ФРАГМЕНТ ТЕКСТА>
+---+

Волна репрессий после неудавшейся (и при этом несколько странной, напоминающей некую домашнюю заготовку, в курсе которой были очень многие) попытки военного переворота в Турции набирает обороты. Отстранены от должностей либо задержаны уже более 20 тысяч человек, среди которых – военнослужащие, полицейские, судьи, прокуроры, государственные служащие. Среди уволенных – 257 сотрудников канцелярии премьер-министра, 492 сотрудника Управления по делам религий и 100 офицеров разведки. По другим данным, общее число уволенных, задержанных и арестованных, включая учителей, работников образовательной сферы и журналистов, превысило 50 тысяч. Накануне вечером было объявлено о введении в стране чрезвычайного положения сроком на три месяца.
Власти Турции направили в США запрос на экстрадицию проживающего в Пенсильвании исламского проповедника, лидера сетевой организации «Хизмет» Фетхуллаха Гюлена, которого они объявили идейным вдохновителем заговорщиков. В свою очередь Гюлен, бывший соратник, а с некоторых пор оппонент Эрдогана, с самого начала открестившийся от действий военных, убеждён в постановочном характере попытки переворота: «Я не думаю, что мир верит в обвинения, сделанные президентом Турции Реджепом Тайипом Эрдоганом. Существует вероятность того, что это был постановочный переворот, который мог быть предназначен для дальнейших обвинений [Гюлена и его последователей. – А.А.]».

+---+

ЗАДАЧА> Перепишите без изменений часть фрагмента о попытке переворота в Турции, которая начинается со слов, содержащих «Волна репрессий после», и заканчивается словами «на три месяца.».

+---+

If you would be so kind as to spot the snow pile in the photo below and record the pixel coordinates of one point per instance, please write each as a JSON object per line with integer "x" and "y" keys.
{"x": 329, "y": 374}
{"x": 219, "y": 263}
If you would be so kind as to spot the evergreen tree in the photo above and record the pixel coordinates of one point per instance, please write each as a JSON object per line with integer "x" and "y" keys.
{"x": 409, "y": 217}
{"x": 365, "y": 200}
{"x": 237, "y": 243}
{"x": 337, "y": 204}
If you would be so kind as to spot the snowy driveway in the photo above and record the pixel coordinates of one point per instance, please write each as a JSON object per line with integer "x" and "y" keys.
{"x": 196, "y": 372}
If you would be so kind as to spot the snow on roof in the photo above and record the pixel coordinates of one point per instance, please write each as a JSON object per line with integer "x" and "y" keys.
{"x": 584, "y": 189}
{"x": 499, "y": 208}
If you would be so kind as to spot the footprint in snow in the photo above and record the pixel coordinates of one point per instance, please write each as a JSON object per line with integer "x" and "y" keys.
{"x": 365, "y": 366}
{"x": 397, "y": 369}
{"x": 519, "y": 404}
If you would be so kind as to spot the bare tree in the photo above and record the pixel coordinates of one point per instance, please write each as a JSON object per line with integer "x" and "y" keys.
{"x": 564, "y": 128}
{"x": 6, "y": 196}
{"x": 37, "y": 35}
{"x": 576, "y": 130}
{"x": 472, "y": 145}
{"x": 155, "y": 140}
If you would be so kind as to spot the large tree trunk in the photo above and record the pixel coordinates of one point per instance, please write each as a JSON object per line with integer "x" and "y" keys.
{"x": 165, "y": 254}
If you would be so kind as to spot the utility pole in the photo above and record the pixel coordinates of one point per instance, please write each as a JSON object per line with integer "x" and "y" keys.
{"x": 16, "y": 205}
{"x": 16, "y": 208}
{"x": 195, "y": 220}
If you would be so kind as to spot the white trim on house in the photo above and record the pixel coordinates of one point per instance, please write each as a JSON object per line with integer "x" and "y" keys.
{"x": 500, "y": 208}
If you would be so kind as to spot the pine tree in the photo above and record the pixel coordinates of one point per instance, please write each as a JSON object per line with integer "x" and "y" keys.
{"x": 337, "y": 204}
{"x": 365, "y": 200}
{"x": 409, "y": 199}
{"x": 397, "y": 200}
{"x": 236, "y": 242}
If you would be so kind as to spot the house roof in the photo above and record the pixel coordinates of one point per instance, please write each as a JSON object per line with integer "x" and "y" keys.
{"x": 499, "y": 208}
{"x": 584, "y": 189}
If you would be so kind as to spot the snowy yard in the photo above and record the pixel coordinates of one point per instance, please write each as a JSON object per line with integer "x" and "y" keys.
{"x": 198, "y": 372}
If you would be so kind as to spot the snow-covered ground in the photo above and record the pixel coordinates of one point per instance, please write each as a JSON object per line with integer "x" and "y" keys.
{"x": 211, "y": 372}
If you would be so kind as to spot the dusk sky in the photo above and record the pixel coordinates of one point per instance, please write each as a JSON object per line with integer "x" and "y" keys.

+---+

ОТВЕТ>
Волна репрессий после неудавшейся (и при этом несколько странной, напоминающей некую домашнюю заготовку, в курсе которой были очень многие) попытки военного переворота в Турции набирает обороты. Отстранены от должностей либо задержаны уже более 20 тысяч человек, среди которых – военнослужащие, полицейские, судьи, прокуроры, государственные служащие. Среди уволенных – 257 сотрудников канцелярии премьер-министра, 492 сотрудника Управления по делам религий и 100 офицеров разведки. По другим данным, общее число уволенных, задержанных и арестованных, включая учителей, работников образовательной сферы и журналистов, превысило 50 тысяч. Накануне вечером было объявлено о введении в стране чрезвычайного положения сроком на три месяца.